Data for review:
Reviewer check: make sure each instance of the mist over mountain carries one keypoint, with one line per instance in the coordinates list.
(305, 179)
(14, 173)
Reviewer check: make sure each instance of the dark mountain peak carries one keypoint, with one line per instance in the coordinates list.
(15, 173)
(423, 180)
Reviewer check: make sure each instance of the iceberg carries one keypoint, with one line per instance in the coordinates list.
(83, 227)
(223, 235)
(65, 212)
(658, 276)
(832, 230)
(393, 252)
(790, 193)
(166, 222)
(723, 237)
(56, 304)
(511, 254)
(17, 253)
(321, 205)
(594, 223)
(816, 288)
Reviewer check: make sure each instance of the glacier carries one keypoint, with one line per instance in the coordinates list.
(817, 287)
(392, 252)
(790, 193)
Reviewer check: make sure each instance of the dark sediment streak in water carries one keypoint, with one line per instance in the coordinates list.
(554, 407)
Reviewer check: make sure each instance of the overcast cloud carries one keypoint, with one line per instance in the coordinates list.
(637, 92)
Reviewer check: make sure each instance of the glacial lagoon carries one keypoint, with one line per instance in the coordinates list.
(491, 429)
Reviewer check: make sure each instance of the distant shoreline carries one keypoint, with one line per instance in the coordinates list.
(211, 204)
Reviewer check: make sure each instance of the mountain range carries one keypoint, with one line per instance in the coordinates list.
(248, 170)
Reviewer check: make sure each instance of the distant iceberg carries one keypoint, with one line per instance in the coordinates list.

What the task asks: The answer should consist only of the lines from the one with "Reviewer check: make sure each instance of the dark sediment" to the final line of the records above, retyped word for word.

Exercise result:
Reviewer check: make sure each instance of the dark sediment streak in water carries one keypoint, with one line per instance in the coordinates list.
(554, 407)
Reviewer check: make sure each instance of the overcast cloud carries one keypoint, with one line per instance in the coordinates list.
(637, 92)
Reviewer check: make sure each instance of the glacial lagoon carries one keypoint, with one line per instance in the coordinates list.
(491, 429)
Reviewer check: make sure each instance of the distant shoreline carries one keypoint, with one line per instance in the coordinates list.
(211, 204)
Reviewer check: make sure each instance of the mountain range carries one keypoint, with one line per instance in the coordinates list.
(248, 170)
Reviewer check: make sure each instance of the distant iceberg carries one keypoint, with one line per instance in the coordinates list.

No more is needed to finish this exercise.